INPUT.
....

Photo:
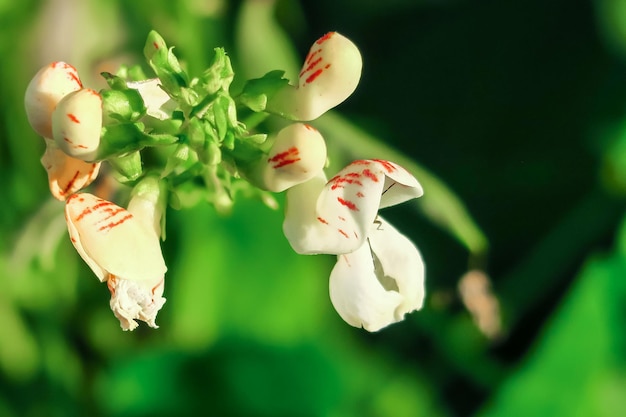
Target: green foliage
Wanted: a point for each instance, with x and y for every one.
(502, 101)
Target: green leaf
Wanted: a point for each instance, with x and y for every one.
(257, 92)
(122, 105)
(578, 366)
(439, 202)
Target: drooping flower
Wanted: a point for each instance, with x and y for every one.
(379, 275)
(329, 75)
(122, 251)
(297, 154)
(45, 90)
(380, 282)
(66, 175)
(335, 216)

....

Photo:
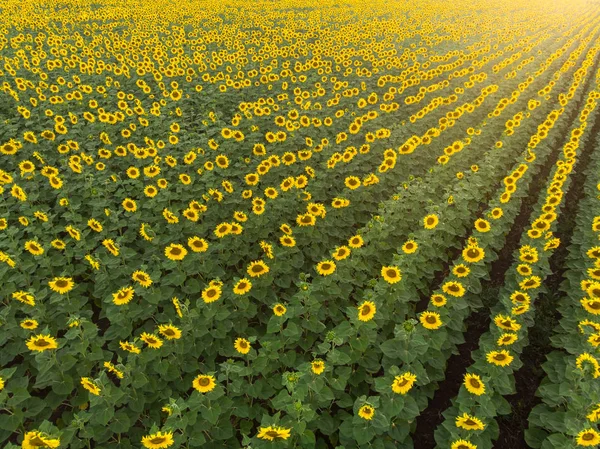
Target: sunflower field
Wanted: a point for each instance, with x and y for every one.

....

PROBLEM. Count the lines above that contain the word "green" and reply with only that number.

TASK ANSWER. 2